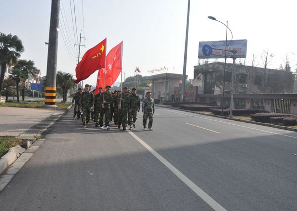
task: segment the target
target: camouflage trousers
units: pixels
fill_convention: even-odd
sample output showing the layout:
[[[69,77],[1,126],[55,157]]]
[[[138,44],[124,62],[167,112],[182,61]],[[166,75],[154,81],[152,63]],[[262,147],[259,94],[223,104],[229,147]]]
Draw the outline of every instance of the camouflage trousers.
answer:
[[[74,107],[73,107],[74,112],[73,112],[73,117],[75,117],[76,114],[77,113],[77,118],[80,117],[80,111],[78,110],[78,105],[75,104]]]
[[[128,125],[131,126],[132,122],[135,123],[136,119],[137,119],[137,109],[131,109],[131,111],[128,113]]]
[[[109,126],[109,108],[101,108],[100,111],[100,117],[99,118],[99,124],[100,127],[103,126],[103,116],[104,116],[104,122],[106,126]]]
[[[88,124],[91,117],[91,108],[90,107],[83,107],[83,115],[82,120],[84,125]]]
[[[94,111],[95,113],[95,124],[96,125],[99,125],[99,117],[100,117],[100,113],[101,112],[101,110],[99,109],[99,110],[95,110],[95,111]],[[103,126],[103,124],[102,125],[102,126]]]
[[[128,126],[128,106],[122,106],[122,109],[120,112],[121,113],[121,119],[120,120],[119,124],[121,124],[122,123],[123,127],[127,127]]]
[[[144,113],[144,117],[143,119],[143,124],[144,127],[147,127],[147,122],[148,121],[148,128],[151,128],[152,126],[152,113],[149,113],[145,112]]]

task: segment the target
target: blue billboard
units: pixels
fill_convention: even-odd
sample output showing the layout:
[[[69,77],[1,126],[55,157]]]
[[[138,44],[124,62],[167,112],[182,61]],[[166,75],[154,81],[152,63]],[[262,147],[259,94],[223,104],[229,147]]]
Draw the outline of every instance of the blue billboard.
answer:
[[[31,90],[41,91],[41,83],[31,83]]]

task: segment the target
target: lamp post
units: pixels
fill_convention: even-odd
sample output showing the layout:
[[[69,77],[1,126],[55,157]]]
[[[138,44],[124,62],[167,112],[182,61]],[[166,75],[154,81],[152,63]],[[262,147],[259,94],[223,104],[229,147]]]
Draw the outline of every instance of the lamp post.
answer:
[[[225,44],[225,63],[224,64],[224,80],[223,80],[223,97],[222,98],[222,112],[221,113],[221,115],[223,116],[224,115],[224,101],[225,101],[225,82],[226,81],[226,60],[227,59],[227,46],[229,45],[232,42],[232,39],[233,39],[233,35],[232,35],[232,32],[231,31],[231,30],[228,27],[228,21],[227,21],[227,24],[225,24],[224,23],[217,20],[214,17],[208,16],[208,18],[209,18],[210,19],[220,22],[222,24],[223,24],[226,26],[226,43]],[[227,45],[227,37],[228,37],[228,29],[231,33],[231,40],[230,41],[230,42],[229,42],[229,44]]]

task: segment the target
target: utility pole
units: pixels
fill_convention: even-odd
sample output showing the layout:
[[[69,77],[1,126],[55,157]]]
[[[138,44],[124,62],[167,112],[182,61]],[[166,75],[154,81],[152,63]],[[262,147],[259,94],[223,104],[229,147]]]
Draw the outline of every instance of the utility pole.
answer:
[[[83,38],[84,39],[86,39],[85,37],[82,37],[82,30],[81,30],[81,33],[80,33],[80,35],[79,36],[79,44],[77,45],[76,44],[74,44],[74,46],[75,45],[78,45],[78,58],[77,59],[77,64],[78,64],[78,63],[79,63],[79,59],[80,59],[80,46],[85,46],[85,45],[81,45],[81,41],[82,39],[82,38]],[[84,80],[83,80],[82,81],[82,82],[80,82],[81,83],[81,87],[82,87],[84,86]],[[78,84],[77,84],[77,86],[78,86]]]
[[[185,44],[185,56],[184,57],[184,70],[182,84],[182,101],[184,101],[185,89],[186,87],[186,72],[187,70],[187,53],[188,51],[188,35],[189,34],[189,18],[190,16],[190,0],[188,2],[188,16],[187,17],[187,28],[186,29],[186,41]]]
[[[55,93],[59,11],[60,0],[52,0],[47,67],[46,107],[56,107]]]

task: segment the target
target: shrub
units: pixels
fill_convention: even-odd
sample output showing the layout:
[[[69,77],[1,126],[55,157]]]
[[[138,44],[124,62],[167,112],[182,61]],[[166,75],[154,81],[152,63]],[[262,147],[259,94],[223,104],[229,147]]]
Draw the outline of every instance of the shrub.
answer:
[[[286,126],[294,126],[296,125],[296,117],[285,118],[283,120],[283,122]]]
[[[186,110],[195,110],[195,111],[209,111],[211,108],[218,108],[219,106],[207,106],[207,105],[181,105],[179,106],[181,109],[184,109]]]
[[[288,113],[258,113],[255,114],[251,114],[250,118],[252,121],[263,123],[270,122],[270,117],[286,117],[294,116],[294,115]]]
[[[288,116],[276,116],[270,117],[270,123],[275,125],[280,125],[283,123],[283,120]]]

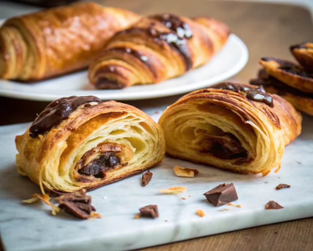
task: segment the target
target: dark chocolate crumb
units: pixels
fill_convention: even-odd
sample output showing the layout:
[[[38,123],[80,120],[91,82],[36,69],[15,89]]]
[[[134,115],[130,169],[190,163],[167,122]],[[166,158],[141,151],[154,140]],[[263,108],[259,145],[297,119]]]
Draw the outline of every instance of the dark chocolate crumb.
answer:
[[[265,205],[265,209],[281,209],[283,208],[284,207],[282,206],[277,202],[274,200],[270,200]]]
[[[290,185],[288,185],[287,184],[281,184],[276,187],[276,189],[278,190],[281,189],[282,188],[287,188],[288,187],[290,187],[290,186],[291,186]]]
[[[148,171],[148,172],[142,174],[142,178],[141,182],[143,186],[146,186],[150,182],[150,181],[151,180],[151,178],[152,178],[153,174],[150,171]]]
[[[153,218],[159,217],[159,212],[156,205],[148,205],[141,207],[139,210],[141,216]]]

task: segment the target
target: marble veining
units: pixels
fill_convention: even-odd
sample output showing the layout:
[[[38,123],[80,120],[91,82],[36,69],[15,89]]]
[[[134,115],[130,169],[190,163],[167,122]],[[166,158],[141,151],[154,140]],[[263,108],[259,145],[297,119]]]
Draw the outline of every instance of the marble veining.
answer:
[[[145,111],[157,120],[162,110]],[[30,124],[0,127],[0,234],[5,250],[129,250],[313,216],[312,124],[313,118],[305,117],[302,133],[286,148],[278,174],[242,175],[167,157],[150,169],[153,177],[146,187],[139,174],[90,192],[102,218],[86,221],[64,213],[54,216],[50,208],[41,202],[22,203],[40,191],[27,177],[17,174],[15,165],[14,137]],[[177,176],[173,168],[177,165],[196,168],[199,174]],[[224,182],[233,183],[239,199],[233,203],[241,208],[216,208],[203,195]],[[275,190],[280,183],[291,187]],[[174,185],[187,186],[187,190],[176,195],[158,191]],[[269,200],[285,208],[265,210]],[[150,204],[157,205],[158,218],[134,219],[140,207]],[[225,208],[230,210],[218,211]],[[206,216],[196,215],[198,209]]]

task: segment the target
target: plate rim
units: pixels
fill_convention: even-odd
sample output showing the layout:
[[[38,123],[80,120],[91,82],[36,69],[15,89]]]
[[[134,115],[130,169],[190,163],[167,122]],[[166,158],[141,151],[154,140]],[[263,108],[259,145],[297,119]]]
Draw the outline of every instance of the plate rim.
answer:
[[[99,93],[95,94],[91,93],[98,91],[103,90],[73,90],[73,95],[79,95],[75,93],[76,92],[82,91],[85,93],[85,94],[81,94],[81,95],[92,95],[96,96],[102,100],[113,99],[118,100],[136,100],[147,99],[151,99],[162,98],[165,97],[179,95],[185,93],[206,87],[209,86],[219,82],[224,81],[235,75],[240,72],[245,66],[249,58],[249,52],[246,45],[238,36],[233,34],[230,34],[228,38],[234,40],[237,46],[240,47],[241,56],[239,61],[234,66],[228,69],[223,74],[220,74],[213,78],[196,82],[195,84],[189,84],[182,86],[181,88],[177,89],[176,87],[173,87],[166,89],[166,91],[163,92],[164,89],[161,89],[158,92],[156,92],[154,90],[144,91],[140,92],[131,93],[131,94],[127,92],[121,93]],[[218,55],[218,54],[217,54]],[[182,75],[183,76],[183,75]],[[181,77],[181,76],[180,76]],[[2,80],[0,79],[0,82]],[[194,84],[194,83],[192,83]],[[47,90],[47,91],[49,91]],[[70,91],[67,90],[66,91]],[[31,91],[25,92],[13,90],[8,88],[0,88],[0,96],[8,98],[18,99],[31,100],[36,101],[52,101],[56,99],[64,96],[64,94],[59,95],[57,93],[44,93],[43,90],[41,92],[33,93]],[[64,91],[60,91],[61,93]],[[89,93],[88,92],[90,93]],[[109,97],[108,96],[111,96]]]

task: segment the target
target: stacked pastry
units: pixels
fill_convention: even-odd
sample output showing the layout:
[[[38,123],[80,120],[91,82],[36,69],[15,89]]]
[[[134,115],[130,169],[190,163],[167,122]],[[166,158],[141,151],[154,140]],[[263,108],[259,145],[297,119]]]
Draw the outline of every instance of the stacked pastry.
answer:
[[[262,57],[263,69],[251,84],[282,97],[298,110],[313,115],[313,43],[292,45],[290,50],[300,65],[272,57]]]

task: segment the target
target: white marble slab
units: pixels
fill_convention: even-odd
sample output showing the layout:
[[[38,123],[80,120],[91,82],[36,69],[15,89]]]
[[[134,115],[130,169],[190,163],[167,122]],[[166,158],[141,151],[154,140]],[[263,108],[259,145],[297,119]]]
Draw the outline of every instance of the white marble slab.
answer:
[[[146,111],[157,120],[160,114]],[[25,124],[0,127],[0,234],[6,250],[121,250],[138,248],[255,226],[313,216],[313,118],[305,118],[300,136],[286,149],[278,174],[241,175],[167,157],[151,168],[153,177],[145,187],[138,175],[89,193],[101,219],[77,219],[65,213],[51,214],[41,202],[22,204],[40,191],[28,178],[17,173],[14,137]],[[175,165],[196,168],[193,178],[174,174]],[[216,208],[202,194],[224,182],[233,182],[239,197],[235,204]],[[280,183],[291,187],[276,190]],[[160,188],[187,187],[177,195],[161,194]],[[189,197],[189,195],[190,195]],[[186,197],[184,200],[182,197]],[[106,199],[104,199],[105,197]],[[269,200],[285,208],[266,210]],[[158,218],[134,219],[141,207],[156,204]],[[228,211],[218,211],[229,208]],[[206,215],[195,213],[203,210]],[[165,222],[167,220],[167,222]]]

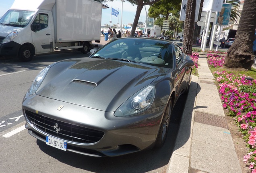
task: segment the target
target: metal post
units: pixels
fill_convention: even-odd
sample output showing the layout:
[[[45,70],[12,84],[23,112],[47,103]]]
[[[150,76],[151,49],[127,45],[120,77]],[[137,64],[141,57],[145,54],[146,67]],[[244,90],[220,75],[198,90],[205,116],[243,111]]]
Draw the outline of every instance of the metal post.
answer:
[[[205,31],[205,35],[204,36],[204,46],[203,46],[202,51],[205,50],[205,47],[206,47],[206,44],[207,41],[207,36],[208,35],[208,31],[209,31],[209,27],[210,27],[210,23],[211,22],[211,17],[212,14],[212,8],[211,8],[210,10],[210,12],[209,12],[209,16],[208,17],[208,21],[207,22],[207,26],[206,28],[206,31]]]
[[[213,22],[213,25],[214,27],[213,28],[213,35],[212,36],[211,42],[211,46],[210,47],[210,50],[211,50],[213,49],[213,44],[214,44],[214,37],[215,37],[215,32],[216,31],[216,20],[218,17],[218,12],[216,12],[216,14],[215,15],[215,21]]]

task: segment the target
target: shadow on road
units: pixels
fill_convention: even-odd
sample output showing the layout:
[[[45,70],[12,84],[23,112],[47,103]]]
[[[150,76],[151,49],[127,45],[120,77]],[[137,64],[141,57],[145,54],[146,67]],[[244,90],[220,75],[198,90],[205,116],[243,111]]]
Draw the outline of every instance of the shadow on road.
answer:
[[[23,70],[38,69],[40,67],[46,67],[59,60],[89,57],[89,56],[90,54],[89,53],[83,54],[75,49],[36,56],[31,61],[27,62],[21,62],[17,58],[2,58],[0,59],[0,71],[2,73],[8,73]]]

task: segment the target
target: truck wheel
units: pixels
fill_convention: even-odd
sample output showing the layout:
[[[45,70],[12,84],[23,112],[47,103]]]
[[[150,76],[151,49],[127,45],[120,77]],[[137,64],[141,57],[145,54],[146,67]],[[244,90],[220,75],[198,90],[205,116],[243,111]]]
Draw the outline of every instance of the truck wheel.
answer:
[[[89,52],[90,44],[88,42],[85,42],[83,46],[83,48],[81,50],[81,52],[83,54],[87,54]]]
[[[25,45],[21,48],[18,58],[21,61],[29,61],[32,59],[34,55],[32,49],[28,46]]]

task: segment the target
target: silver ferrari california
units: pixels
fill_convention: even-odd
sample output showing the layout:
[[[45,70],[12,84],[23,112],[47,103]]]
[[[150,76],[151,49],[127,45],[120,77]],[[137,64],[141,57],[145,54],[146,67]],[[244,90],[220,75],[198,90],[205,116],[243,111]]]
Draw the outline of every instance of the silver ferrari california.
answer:
[[[164,143],[193,61],[169,41],[128,37],[55,62],[25,96],[29,133],[59,149],[116,156]]]

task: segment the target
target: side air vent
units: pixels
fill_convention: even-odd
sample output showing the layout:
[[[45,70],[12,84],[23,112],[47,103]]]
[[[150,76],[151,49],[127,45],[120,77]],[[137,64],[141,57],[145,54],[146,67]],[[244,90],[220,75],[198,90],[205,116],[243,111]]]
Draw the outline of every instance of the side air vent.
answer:
[[[93,83],[90,82],[86,81],[84,80],[73,80],[73,82],[74,83],[83,84],[84,85],[86,85],[88,86],[90,86],[93,87],[95,87],[97,86],[97,84],[95,83]]]

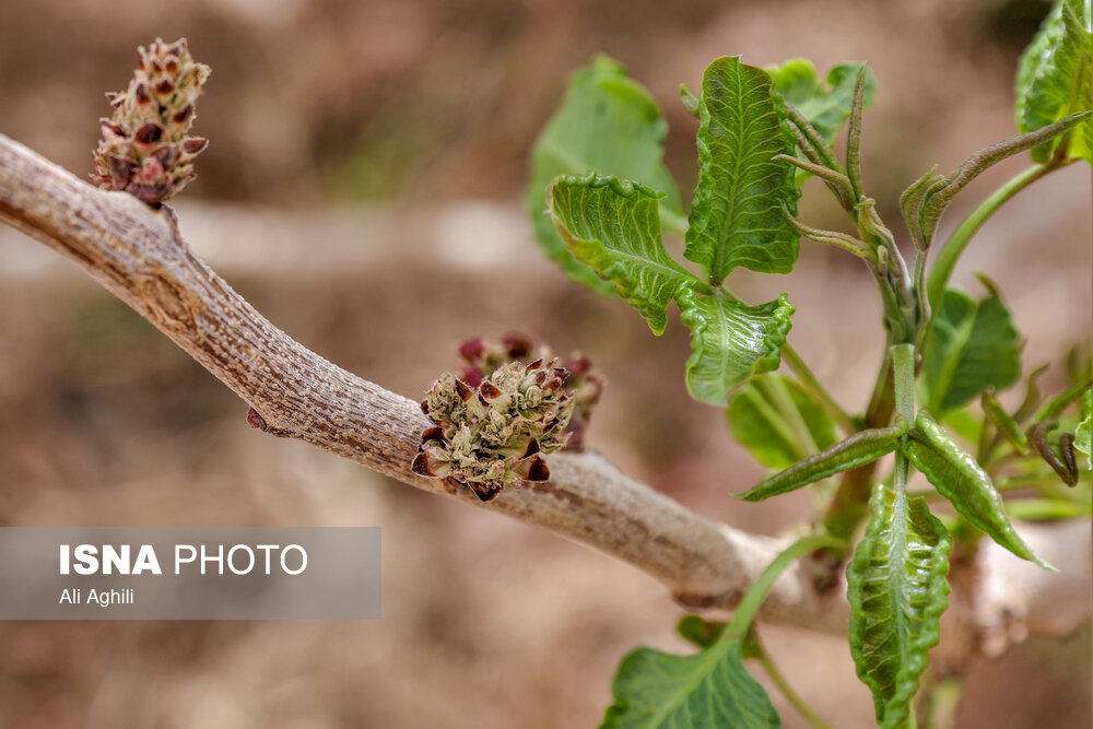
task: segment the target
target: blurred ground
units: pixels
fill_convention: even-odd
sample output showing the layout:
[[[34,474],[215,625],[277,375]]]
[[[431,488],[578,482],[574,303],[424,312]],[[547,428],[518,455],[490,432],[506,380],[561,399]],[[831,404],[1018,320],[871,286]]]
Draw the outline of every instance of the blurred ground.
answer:
[[[1012,70],[1045,10],[0,0],[0,131],[84,174],[102,92],[125,84],[134,47],[188,36],[214,73],[196,127],[212,145],[177,205],[183,232],[271,320],[408,396],[453,367],[469,336],[522,329],[581,350],[610,380],[593,447],[710,518],[775,532],[808,518],[809,498],[728,497],[761,471],[719,412],[686,397],[686,331],[675,322],[655,340],[529,239],[524,155],[565,74],[606,50],[646,82],[685,190],[694,121],[679,82],[693,87],[725,54],[808,56],[821,69],[868,58],[880,94],[866,181],[895,220],[898,191],[930,164],[950,168],[1012,133]],[[973,186],[964,208],[1022,164]],[[806,196],[802,216],[824,225],[831,208]],[[957,271],[973,291],[972,270],[998,282],[1029,339],[1026,369],[1089,336],[1089,203],[1088,169],[1048,178],[991,221]],[[853,263],[806,245],[790,277],[732,285],[751,301],[787,291],[792,343],[860,407],[881,338],[872,284]],[[587,727],[628,648],[683,649],[677,609],[633,568],[262,436],[245,413],[74,267],[0,230],[0,524],[379,525],[385,560],[379,622],[0,623],[0,727]],[[871,725],[845,640],[764,636],[821,715]],[[1088,632],[1031,643],[984,667],[959,726],[1089,726],[1089,646]]]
****************
Reproduce the data without alteration, starting with its first line and going on through the line containing "[[[31,90],[41,91],[41,83],[31,83]]]", with both of those lines included. Leave the pictures out of your copy.

task: segment the target
target: camouflage trousers
units: pixels
fill_convention: even-odd
sample output showing the layout:
[[[69,77],[1,126],[55,157]]]
[[[138,44],[124,62],[167,112],[182,61]],[[166,75],[154,81],[152,63]],[[262,147],[259,94],[223,104],[229,147]]]
Draw the outline of every instance of the camouflage trousers.
answer:
[[[74,107],[73,107],[74,112],[73,112],[73,117],[75,117],[76,114],[77,113],[77,118],[80,117],[80,111],[78,110],[78,105],[75,104]]]
[[[128,125],[131,126],[132,122],[135,123],[136,119],[137,119],[137,109],[131,109],[131,111],[128,113]]]
[[[109,126],[109,108],[101,108],[100,111],[100,117],[99,118],[99,124],[100,127],[103,126],[103,116],[104,116],[104,122],[106,126]]]
[[[88,124],[91,117],[91,108],[90,107],[83,107],[83,115],[82,120],[84,125]]]
[[[94,111],[95,113],[95,124],[96,125],[99,125],[99,117],[100,117],[100,113],[101,112],[101,110],[99,109],[99,110],[95,110],[95,111]],[[103,126],[103,124],[102,125],[102,126]]]
[[[128,126],[128,106],[122,106],[122,109],[120,112],[121,113],[121,119],[120,120],[119,124],[121,124],[122,123],[123,127],[127,127]]]
[[[144,113],[144,117],[143,119],[143,124],[144,127],[147,127],[147,122],[148,121],[148,128],[151,128],[152,126],[152,113],[149,113],[145,112]]]

task: segment the target
target: blue billboard
units: pixels
fill_convention: even-odd
sample output showing the layout:
[[[69,77],[1,126],[55,157]]]
[[[138,44],[124,62],[167,112],[182,61]],[[166,75],[154,81],[152,63]],[[262,147],[259,94],[223,104],[229,147]]]
Draw the outline of every instance of the blue billboard.
answer:
[[[31,90],[41,91],[41,83],[31,83]]]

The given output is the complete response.